*Passage*
These changes reduced support call volume by nearly 50%.

My point is not to brag about what a great job we did. (Though we did a great job.) To keep improving our support for operations, we deliberately set aside a portion of our team capacity each iteration. Operations had an open invitation to our iteration planning meetings, where they could prioritize and select story cards the same as our other stakeholders. In this manner, we explicitly included Operations as a stakeholder in application construction. They consistently brought us ideas and requests that we, as developers, would not have come up with.

Furthermore, we forged a strong bond with Operations. When issues arose—as they always will—we avoided all of the usual finger-pointing. We reacted as one team, instead of two disparate teams trying to avoid responsibility for the problems. I attribute that partly to the high level of professionalism in both development and operations, and partly to the strong relationship we created through the entire development cycle.

"Us" and "Them"

| Comments

As a consultant, I’ve joined a lot of projects, usually not right when the team is forming. Over the years, I’ve developed a few heuristics that tell me a lot about the psychological health of the team. Who lunches together? When someone says "whole team meeting," who is invited? Listen for the "us and them" language. How inclusive is the "us" and who is relegated to "them?" These simple observations speak volumes about the perception of the development team. You can see who they consider their stakeholders, their allies, and their opponents.

Ten years ago, for example, the users were always "them." Testing and QA was always "them." Today, particularly on agile teams, testers and users often get "us" status (As an aside, this may be why startups show such great productivity in the early days. The company isn’t big enough to allow "us" and "them" thinking to set in. Of course, the converse is true as well: us and them thinking in a startup might be a failure indicator to watch out for!). Watch out if an "us" suddenly becomes "them." Trouble is brewing!

Any conversation can create a "happy accident;" some understanding that obviates a requirement, avoids a potential bug, reduces cost, or improves the outcome in some other way. Conversations prevented thanks to an armed-camp mentality are opportunities lost.

Natural-language object grounding data:
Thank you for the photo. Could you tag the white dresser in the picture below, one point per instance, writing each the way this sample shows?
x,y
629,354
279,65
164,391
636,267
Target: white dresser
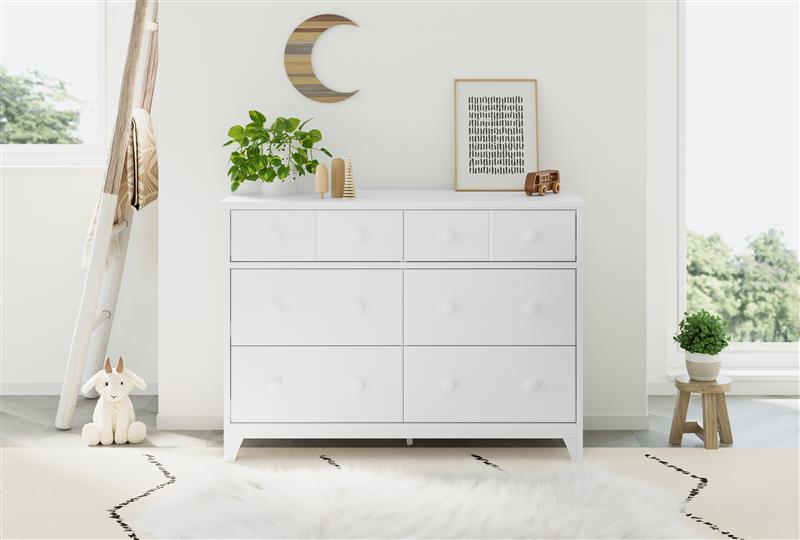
x,y
403,314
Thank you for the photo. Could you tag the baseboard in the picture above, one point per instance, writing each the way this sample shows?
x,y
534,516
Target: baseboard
x,y
53,388
591,421
188,421
616,421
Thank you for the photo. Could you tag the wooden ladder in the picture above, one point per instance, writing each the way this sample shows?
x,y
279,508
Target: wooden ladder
x,y
102,282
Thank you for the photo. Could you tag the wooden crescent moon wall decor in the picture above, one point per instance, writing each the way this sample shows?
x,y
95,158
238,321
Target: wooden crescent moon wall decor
x,y
297,58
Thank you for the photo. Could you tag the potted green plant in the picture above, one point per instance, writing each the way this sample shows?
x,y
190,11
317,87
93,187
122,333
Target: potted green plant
x,y
703,336
275,154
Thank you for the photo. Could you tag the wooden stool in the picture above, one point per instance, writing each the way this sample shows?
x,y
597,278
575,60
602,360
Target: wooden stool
x,y
715,411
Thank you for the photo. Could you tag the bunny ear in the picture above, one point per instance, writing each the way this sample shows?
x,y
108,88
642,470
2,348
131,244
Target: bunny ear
x,y
88,385
137,381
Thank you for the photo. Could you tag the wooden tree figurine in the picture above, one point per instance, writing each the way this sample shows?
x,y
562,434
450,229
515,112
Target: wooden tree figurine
x,y
337,178
349,182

*Work order*
Copy the passage on "us" and "them" thinking from "Ten years ago, for" up to and including "are opportunities lost.".

*Response to the exercise*
Ten years ago, for example, the users were always "them." Testing and QA was always "them." Today, particularly on agile teams, testers and users often get "us" status (As an aside, this may be why startups show such great productivity in the early days. The company isn’t big enough to allow "us" and "them" thinking to set in. Of course, the converse is true as well: us and them thinking in a startup might be a failure indicator to watch out for!). Watch out if an "us" suddenly becomes "them." Trouble is brewing!

Any conversation can create a "happy accident;" some understanding that obviates a requirement, avoids a potential bug, reduces cost, or improves the outcome in some other way. Conversations prevented thanks to an armed-camp mentality are opportunities lost.